Task statement -> Skip the images; return every entry exactly.

Excerpts from a dataset:
---+---

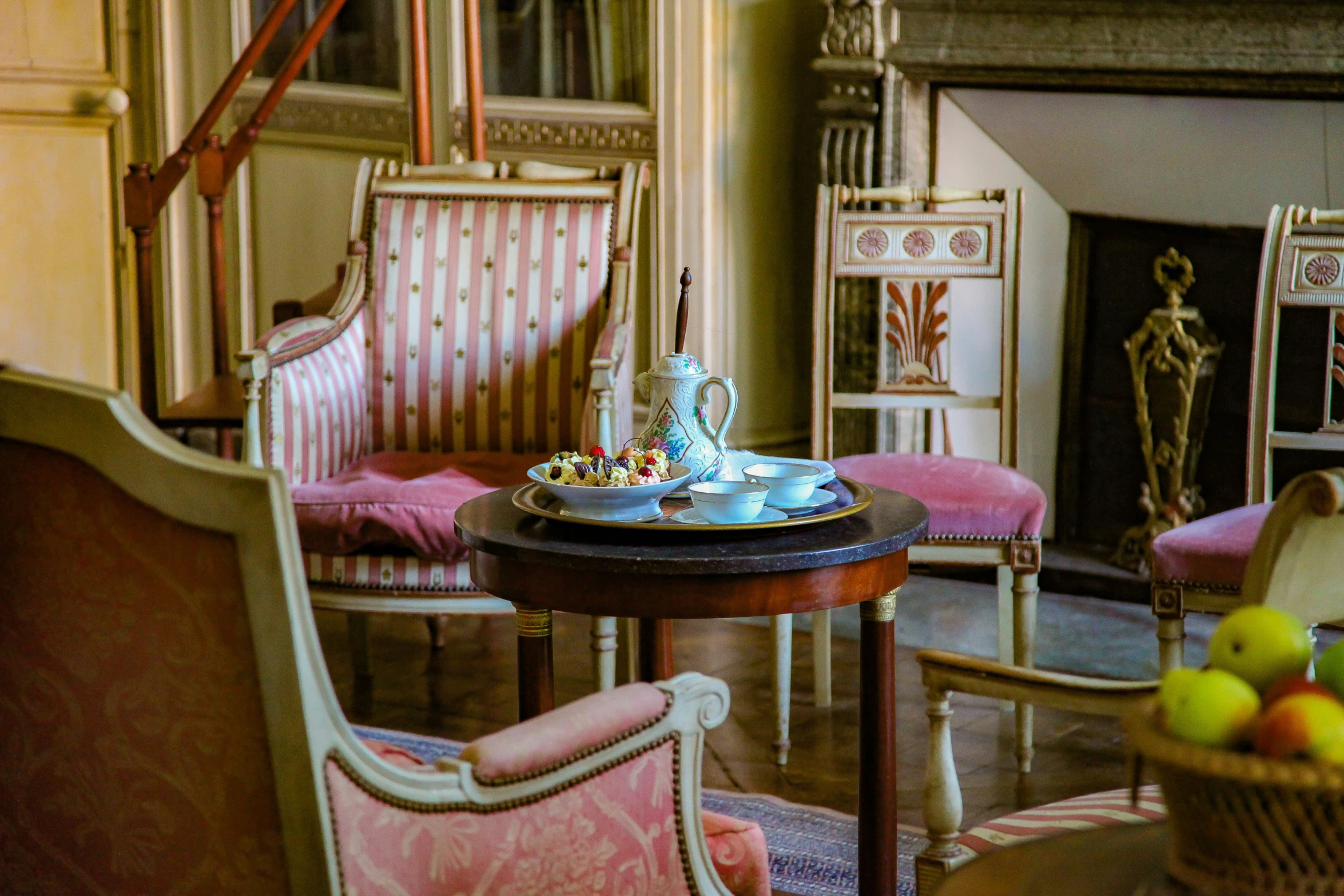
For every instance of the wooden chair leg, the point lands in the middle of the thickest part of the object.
(604, 653)
(437, 626)
(1005, 617)
(781, 632)
(941, 802)
(356, 628)
(1171, 644)
(822, 657)
(1024, 655)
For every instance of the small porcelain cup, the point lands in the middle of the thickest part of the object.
(727, 503)
(790, 484)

---+---

Response ->
For every instance of the wooden chair leg, the point lands in the middle of the thickest part of the object.
(604, 653)
(437, 626)
(1005, 617)
(781, 632)
(941, 802)
(356, 628)
(1171, 644)
(822, 657)
(1024, 655)
For every instance of the small porcelain cup, the point lands in the middle of the thickest part of the object.
(727, 503)
(790, 484)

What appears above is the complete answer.